AIM OF THE EXERCISE: Copy the listing from the line with "the wooden handrail" to the end, swapping every "Tag" for "Mark" and leaving the rest untouched.
[Start MATERIAL FOR THIS TASK]
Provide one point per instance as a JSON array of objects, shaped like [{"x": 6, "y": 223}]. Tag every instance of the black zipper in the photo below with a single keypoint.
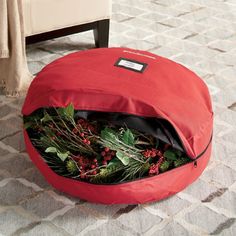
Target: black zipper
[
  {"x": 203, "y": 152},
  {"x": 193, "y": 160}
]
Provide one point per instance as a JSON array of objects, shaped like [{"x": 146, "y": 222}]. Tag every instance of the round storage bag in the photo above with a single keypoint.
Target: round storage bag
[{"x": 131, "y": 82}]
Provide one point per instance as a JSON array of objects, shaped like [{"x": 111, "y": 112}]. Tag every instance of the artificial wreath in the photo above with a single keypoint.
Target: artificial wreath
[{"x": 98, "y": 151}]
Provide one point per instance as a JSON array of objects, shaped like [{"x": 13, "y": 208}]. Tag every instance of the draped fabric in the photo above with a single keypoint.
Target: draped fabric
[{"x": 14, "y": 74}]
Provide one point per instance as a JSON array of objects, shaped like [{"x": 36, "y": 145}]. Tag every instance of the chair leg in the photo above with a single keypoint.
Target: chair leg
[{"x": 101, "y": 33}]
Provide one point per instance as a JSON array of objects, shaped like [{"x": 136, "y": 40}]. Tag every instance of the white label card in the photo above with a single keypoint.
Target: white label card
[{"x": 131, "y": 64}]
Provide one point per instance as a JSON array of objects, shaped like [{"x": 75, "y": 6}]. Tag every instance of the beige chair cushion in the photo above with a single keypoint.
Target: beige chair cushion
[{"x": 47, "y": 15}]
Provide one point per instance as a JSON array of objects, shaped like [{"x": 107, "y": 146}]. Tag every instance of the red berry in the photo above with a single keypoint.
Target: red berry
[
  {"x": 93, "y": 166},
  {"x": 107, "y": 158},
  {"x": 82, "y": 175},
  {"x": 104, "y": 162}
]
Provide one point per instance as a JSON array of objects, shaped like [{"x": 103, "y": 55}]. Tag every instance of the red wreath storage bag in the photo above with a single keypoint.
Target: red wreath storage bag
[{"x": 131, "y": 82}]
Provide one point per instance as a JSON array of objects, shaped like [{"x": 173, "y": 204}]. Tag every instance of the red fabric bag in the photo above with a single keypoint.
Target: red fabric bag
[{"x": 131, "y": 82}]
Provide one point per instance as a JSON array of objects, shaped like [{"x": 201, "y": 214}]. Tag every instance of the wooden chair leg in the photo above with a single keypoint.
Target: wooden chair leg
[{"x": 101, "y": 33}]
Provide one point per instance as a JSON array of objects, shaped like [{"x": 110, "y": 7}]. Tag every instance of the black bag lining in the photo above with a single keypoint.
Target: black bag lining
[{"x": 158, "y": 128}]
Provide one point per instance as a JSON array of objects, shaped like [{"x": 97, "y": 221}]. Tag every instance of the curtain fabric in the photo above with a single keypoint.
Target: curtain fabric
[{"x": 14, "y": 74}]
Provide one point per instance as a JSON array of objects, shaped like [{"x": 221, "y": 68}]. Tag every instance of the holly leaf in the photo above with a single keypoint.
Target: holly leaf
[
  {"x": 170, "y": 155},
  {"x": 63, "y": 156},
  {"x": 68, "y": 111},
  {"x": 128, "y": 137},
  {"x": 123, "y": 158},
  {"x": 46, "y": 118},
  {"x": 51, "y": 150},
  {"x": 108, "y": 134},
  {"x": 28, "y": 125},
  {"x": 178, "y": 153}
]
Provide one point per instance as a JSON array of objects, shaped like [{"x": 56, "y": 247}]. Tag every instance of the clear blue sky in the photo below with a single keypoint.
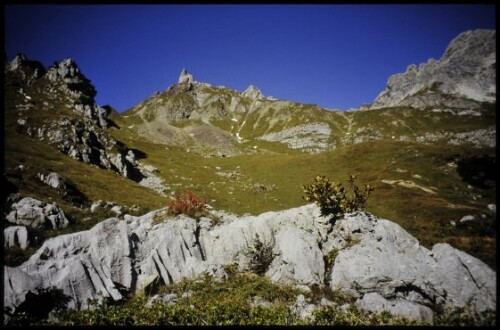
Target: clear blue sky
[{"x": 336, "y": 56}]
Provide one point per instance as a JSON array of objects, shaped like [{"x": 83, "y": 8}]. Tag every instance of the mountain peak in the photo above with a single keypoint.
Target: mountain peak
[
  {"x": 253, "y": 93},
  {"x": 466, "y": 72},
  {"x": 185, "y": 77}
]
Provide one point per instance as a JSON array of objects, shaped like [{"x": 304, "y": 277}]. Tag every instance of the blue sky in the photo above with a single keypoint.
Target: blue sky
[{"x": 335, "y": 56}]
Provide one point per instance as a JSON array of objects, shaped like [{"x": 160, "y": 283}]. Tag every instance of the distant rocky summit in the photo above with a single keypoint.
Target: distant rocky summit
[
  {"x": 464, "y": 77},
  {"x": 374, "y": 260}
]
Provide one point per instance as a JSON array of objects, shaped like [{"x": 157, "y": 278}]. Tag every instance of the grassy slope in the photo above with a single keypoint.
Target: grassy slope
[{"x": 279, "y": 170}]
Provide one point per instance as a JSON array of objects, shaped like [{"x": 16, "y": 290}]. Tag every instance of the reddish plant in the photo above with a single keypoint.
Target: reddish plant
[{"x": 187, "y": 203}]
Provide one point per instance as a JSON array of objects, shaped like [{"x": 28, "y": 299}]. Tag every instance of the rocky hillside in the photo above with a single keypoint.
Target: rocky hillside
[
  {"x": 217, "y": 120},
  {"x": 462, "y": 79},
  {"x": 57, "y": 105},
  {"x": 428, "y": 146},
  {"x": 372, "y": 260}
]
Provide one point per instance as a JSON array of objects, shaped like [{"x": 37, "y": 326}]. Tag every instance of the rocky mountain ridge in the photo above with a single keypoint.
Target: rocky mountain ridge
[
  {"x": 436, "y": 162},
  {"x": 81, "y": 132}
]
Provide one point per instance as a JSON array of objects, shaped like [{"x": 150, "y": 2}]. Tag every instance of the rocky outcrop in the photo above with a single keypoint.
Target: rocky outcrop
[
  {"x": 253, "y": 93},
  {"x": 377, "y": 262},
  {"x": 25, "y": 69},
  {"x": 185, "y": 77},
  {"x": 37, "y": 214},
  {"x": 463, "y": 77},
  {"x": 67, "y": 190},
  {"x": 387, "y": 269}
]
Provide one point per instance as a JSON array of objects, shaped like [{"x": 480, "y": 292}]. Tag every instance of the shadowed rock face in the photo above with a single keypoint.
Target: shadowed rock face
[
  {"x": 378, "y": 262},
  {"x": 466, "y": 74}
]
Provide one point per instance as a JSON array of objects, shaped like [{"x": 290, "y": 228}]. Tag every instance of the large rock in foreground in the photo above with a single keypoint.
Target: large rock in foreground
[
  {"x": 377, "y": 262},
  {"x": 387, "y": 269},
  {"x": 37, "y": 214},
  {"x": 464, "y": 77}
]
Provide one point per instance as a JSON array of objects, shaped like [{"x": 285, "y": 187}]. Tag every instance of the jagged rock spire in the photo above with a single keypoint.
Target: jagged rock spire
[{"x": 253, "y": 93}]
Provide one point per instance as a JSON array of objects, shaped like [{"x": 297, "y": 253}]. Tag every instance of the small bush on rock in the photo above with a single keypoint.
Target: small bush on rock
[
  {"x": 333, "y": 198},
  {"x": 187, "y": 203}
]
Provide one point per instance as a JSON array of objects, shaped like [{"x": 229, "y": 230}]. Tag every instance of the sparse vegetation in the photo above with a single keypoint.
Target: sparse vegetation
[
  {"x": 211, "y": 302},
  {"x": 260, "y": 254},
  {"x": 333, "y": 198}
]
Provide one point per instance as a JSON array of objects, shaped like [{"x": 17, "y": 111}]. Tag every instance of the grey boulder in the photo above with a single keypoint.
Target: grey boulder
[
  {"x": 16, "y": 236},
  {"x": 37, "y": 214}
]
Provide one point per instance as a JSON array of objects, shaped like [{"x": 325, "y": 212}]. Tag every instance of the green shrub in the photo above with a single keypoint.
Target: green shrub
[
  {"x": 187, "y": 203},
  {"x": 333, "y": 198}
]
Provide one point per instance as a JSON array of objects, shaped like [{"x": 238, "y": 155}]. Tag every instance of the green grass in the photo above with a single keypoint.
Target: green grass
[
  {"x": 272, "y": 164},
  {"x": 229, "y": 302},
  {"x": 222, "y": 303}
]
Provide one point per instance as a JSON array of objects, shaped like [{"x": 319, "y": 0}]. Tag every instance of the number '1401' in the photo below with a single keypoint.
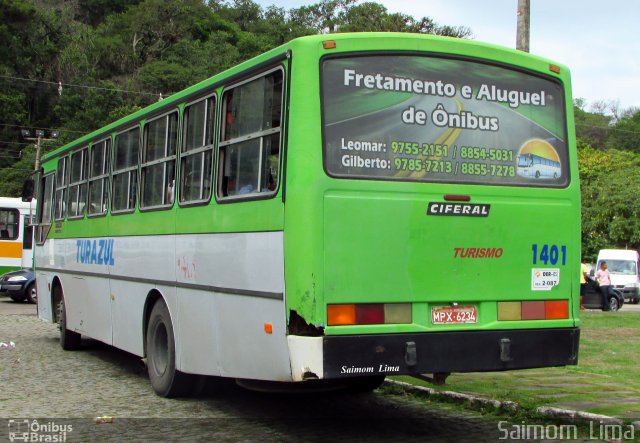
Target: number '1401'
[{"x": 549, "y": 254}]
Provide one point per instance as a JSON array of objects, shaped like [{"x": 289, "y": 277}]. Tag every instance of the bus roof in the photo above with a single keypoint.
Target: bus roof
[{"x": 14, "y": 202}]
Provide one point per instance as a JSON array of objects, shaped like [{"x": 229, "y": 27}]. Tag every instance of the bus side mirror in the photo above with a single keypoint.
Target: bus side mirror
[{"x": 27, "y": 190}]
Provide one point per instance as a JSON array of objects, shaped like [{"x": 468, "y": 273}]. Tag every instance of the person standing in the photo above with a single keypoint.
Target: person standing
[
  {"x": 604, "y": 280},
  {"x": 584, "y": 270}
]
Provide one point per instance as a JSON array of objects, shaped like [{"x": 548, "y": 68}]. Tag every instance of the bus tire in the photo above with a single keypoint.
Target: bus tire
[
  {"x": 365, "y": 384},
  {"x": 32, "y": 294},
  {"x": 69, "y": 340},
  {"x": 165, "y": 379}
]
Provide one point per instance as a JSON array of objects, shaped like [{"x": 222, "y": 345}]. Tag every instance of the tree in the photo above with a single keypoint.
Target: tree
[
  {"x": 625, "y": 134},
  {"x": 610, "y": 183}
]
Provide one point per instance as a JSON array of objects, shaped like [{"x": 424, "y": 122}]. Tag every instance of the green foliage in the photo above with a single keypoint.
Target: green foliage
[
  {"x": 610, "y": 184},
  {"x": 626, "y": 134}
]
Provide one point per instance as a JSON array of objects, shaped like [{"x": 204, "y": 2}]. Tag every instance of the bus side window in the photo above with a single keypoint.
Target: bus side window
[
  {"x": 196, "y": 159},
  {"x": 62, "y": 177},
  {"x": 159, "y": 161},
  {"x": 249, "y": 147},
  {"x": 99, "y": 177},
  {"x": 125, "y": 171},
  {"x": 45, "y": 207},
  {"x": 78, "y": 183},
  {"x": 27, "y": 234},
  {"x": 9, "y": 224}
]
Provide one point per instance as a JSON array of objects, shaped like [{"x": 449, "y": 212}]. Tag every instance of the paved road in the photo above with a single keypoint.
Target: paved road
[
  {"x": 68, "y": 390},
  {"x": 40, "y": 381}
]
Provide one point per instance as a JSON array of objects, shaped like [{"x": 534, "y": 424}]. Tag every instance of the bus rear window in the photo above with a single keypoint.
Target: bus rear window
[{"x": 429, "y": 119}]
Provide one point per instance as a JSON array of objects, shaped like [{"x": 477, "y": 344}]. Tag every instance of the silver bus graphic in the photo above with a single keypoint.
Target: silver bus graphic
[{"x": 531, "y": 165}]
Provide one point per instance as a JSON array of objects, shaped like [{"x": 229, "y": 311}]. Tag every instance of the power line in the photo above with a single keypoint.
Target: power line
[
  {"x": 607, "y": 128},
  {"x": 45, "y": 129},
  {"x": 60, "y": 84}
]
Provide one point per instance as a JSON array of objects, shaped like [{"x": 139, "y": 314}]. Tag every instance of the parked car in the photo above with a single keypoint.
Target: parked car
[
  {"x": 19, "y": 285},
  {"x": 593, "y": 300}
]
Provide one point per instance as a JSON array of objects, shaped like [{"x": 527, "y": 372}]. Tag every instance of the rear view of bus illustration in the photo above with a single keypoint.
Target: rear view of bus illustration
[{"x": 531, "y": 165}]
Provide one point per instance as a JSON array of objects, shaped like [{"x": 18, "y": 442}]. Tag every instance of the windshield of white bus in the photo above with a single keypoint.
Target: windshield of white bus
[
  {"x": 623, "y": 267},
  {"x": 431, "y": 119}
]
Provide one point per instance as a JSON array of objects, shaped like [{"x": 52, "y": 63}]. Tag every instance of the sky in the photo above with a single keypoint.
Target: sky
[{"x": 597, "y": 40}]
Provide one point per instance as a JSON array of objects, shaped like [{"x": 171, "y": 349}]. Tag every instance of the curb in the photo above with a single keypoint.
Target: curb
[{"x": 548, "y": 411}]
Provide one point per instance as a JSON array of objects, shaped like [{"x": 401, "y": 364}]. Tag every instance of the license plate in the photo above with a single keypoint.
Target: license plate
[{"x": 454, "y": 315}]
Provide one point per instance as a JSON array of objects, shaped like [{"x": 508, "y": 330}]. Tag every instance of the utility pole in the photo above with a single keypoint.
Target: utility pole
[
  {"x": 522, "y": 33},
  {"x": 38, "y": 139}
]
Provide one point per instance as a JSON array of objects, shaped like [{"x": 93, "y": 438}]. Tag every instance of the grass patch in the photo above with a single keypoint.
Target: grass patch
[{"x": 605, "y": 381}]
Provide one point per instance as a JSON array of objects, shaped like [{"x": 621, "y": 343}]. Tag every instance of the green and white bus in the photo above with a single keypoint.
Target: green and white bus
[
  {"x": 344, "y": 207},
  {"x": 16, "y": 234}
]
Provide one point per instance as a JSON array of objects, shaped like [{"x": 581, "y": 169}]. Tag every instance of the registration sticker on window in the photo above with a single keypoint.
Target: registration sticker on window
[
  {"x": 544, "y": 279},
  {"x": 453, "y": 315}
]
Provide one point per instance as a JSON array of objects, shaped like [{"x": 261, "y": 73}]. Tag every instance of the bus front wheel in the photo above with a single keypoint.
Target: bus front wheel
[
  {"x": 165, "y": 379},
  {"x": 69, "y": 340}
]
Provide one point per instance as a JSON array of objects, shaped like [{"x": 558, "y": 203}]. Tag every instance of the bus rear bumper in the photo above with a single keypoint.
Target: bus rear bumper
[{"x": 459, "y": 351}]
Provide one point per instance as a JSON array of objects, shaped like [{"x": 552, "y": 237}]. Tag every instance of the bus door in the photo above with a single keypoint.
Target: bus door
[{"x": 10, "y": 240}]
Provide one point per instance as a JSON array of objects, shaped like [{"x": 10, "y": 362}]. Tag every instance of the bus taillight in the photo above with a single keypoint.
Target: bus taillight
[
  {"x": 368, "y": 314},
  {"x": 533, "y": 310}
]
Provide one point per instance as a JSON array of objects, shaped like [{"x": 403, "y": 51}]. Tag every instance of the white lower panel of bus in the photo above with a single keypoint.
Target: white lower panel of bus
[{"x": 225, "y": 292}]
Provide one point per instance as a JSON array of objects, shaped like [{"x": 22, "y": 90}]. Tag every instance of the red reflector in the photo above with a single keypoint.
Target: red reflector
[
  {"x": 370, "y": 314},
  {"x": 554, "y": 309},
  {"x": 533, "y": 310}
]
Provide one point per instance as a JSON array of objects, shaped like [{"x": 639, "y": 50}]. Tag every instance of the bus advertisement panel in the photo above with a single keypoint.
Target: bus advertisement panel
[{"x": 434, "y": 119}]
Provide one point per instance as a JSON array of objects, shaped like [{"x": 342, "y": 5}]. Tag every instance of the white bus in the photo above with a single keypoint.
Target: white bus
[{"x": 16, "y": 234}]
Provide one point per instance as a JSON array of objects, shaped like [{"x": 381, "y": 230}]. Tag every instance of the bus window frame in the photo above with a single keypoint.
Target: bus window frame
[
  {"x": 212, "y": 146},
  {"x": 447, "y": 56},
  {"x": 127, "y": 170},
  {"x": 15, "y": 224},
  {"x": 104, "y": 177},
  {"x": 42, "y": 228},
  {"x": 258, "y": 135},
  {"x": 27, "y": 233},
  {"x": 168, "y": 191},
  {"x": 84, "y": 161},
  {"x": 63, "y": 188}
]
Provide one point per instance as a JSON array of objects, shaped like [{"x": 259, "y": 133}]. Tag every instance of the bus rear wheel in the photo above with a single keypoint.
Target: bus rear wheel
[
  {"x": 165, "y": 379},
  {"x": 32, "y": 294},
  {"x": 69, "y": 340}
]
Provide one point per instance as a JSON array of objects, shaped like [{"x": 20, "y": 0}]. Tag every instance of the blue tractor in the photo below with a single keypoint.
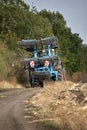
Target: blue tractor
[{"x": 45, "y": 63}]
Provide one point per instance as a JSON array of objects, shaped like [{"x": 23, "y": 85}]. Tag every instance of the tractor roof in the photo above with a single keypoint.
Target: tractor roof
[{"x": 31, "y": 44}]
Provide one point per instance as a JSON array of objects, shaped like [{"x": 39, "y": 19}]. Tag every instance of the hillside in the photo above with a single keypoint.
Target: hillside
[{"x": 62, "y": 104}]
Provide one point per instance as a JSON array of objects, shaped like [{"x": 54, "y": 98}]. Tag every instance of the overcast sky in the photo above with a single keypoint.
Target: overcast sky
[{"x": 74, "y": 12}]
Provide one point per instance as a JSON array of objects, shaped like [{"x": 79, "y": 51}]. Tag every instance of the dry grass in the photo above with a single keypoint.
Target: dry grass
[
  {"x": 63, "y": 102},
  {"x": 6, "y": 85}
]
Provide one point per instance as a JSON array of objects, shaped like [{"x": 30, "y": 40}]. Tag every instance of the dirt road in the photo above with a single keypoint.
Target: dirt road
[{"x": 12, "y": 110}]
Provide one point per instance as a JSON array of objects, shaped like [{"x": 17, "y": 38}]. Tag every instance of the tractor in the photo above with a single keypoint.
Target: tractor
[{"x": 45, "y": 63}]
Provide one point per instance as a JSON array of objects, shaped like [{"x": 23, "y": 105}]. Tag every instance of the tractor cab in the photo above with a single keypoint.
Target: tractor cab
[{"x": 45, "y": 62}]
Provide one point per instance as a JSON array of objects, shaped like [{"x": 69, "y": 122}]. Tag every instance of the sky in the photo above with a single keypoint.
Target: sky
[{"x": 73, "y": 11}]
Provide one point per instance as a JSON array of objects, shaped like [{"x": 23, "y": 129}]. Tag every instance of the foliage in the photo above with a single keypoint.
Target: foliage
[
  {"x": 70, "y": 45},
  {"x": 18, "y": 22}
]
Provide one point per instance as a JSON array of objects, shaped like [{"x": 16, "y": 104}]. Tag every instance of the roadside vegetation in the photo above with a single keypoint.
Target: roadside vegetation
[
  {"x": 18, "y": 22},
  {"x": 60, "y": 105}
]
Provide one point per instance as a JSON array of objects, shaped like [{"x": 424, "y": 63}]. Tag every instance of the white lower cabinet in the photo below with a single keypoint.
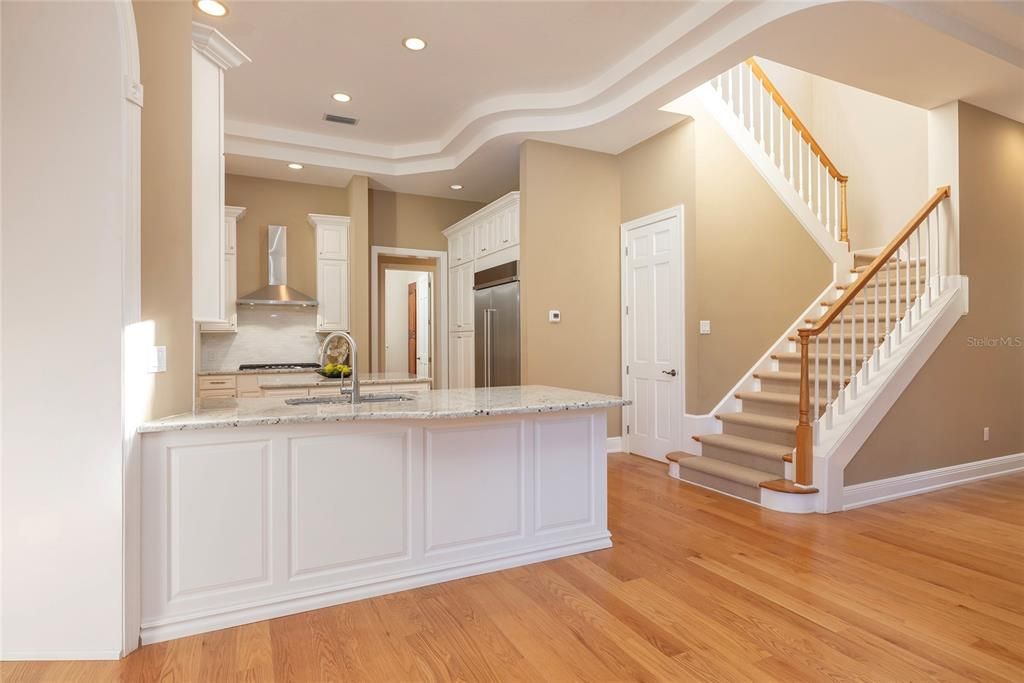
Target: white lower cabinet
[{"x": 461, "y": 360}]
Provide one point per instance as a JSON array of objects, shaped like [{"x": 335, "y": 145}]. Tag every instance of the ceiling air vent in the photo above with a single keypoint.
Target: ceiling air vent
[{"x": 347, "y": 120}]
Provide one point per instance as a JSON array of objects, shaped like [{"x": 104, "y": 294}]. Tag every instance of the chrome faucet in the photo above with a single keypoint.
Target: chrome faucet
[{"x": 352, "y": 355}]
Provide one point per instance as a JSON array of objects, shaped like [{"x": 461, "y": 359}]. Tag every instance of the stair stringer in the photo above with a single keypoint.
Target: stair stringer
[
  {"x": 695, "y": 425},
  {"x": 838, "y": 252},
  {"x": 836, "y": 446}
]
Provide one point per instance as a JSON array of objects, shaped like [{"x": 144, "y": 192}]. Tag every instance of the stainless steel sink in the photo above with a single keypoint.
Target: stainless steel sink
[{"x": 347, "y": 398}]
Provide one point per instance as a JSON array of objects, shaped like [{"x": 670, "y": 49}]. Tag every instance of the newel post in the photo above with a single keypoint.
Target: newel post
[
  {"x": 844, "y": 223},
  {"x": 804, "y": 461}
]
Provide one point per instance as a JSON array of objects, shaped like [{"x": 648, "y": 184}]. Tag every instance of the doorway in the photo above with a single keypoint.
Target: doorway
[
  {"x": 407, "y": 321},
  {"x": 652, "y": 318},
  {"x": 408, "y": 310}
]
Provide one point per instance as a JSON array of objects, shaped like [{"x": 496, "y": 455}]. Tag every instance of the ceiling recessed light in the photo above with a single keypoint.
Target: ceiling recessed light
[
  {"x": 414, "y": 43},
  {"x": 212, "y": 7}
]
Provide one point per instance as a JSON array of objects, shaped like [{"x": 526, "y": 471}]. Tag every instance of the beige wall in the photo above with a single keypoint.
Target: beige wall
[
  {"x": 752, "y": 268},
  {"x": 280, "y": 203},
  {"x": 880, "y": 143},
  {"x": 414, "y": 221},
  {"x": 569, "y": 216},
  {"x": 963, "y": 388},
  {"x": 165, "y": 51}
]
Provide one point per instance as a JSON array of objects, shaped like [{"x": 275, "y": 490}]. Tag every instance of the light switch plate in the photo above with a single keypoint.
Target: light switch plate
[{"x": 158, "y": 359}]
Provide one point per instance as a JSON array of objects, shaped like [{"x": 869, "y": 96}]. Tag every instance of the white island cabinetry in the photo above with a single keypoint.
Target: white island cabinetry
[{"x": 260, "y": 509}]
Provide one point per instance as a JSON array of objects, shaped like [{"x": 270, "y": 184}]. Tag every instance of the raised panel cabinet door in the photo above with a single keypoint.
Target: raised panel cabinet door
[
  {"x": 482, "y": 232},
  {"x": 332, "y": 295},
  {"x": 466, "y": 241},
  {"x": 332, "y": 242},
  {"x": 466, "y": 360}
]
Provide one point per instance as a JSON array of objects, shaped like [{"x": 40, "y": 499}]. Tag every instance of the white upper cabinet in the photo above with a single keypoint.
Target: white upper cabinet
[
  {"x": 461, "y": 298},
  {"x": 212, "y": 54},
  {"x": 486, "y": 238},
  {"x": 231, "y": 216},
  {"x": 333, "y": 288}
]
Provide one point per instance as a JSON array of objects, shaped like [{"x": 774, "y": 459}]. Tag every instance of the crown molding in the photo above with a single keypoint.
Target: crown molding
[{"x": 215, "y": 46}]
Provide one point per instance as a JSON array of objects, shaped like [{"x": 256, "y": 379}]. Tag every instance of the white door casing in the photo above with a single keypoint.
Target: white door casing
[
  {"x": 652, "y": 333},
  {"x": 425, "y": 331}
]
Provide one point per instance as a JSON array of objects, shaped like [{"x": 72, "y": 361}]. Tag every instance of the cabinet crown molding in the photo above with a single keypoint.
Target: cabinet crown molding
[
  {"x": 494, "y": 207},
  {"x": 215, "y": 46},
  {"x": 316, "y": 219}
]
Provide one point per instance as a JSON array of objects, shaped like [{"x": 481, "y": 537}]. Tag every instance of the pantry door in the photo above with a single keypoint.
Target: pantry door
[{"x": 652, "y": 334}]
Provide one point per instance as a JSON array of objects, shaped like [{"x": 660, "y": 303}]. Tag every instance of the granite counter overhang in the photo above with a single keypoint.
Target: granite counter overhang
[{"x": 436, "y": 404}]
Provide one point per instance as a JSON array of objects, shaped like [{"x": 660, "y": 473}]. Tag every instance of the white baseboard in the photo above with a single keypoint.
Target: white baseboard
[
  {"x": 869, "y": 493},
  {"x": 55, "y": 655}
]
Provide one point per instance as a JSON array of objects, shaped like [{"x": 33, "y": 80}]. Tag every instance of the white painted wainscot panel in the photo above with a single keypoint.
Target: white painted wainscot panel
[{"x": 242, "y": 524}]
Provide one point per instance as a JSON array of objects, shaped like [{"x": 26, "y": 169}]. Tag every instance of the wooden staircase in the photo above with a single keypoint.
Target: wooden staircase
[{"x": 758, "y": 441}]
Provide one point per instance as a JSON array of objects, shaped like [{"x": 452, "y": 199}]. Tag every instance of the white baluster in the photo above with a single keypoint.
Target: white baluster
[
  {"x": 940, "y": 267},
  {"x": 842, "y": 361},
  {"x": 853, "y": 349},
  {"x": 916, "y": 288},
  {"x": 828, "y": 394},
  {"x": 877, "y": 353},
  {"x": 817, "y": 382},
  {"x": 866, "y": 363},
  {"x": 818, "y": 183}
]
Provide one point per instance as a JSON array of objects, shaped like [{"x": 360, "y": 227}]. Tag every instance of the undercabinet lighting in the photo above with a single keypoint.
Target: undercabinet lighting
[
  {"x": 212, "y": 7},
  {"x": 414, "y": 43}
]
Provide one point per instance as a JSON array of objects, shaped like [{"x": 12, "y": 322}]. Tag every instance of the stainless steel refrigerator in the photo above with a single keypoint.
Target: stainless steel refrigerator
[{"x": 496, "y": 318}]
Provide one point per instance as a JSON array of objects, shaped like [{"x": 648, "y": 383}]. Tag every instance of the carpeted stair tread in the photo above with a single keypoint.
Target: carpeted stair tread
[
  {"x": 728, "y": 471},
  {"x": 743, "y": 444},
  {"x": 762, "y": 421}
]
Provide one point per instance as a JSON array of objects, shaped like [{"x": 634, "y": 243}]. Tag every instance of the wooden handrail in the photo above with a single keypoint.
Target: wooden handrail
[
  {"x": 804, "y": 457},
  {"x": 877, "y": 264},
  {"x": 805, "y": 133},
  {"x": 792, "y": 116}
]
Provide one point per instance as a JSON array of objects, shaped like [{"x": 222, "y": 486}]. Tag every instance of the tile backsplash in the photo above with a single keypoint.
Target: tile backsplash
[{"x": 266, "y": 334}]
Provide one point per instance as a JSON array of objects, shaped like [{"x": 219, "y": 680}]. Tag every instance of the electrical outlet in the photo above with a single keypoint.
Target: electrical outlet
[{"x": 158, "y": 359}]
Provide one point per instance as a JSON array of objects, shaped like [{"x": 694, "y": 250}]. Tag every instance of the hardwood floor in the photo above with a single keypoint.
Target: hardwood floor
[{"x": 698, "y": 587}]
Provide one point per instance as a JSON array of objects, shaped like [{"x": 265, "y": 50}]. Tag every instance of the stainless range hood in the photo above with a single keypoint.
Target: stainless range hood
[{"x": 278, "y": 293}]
[End MATERIAL FOR THIS TASK]
EXERCISE ANSWER:
Provide one point per instance as a JSON array of objects, shaped like [{"x": 634, "y": 243}]. Mark every instance of the wooden handrail in the photo above with a single keypoint.
Target: wooden handrail
[
  {"x": 804, "y": 457},
  {"x": 877, "y": 264},
  {"x": 805, "y": 133},
  {"x": 792, "y": 116}
]
Provide one point per instance as a JSON array of objects, shaped like [{"x": 222, "y": 486}]. Mark every instance of the tile backsplash in the photo above with a single keypoint.
Target: tile backsplash
[{"x": 266, "y": 334}]
Provide one point per instance as a JSON array of objects, shaped like [{"x": 219, "y": 680}]. Mark every instance of the electrical outlet in the photo above with a single keypoint.
Target: electrical outlet
[{"x": 158, "y": 359}]
Provide one point per instance as a JSON array of objects, shaped like [{"x": 694, "y": 250}]. Mark every instance of the hardwood floor in the photo above with a single keypoint.
Target: hardwood floor
[{"x": 698, "y": 587}]
Provide one point per instance as a JSON array of objects, shaped like [{"x": 265, "y": 50}]. Mark every instance of the stainless range hood in the photo above with a single keypoint.
Target: stainless range hood
[{"x": 278, "y": 293}]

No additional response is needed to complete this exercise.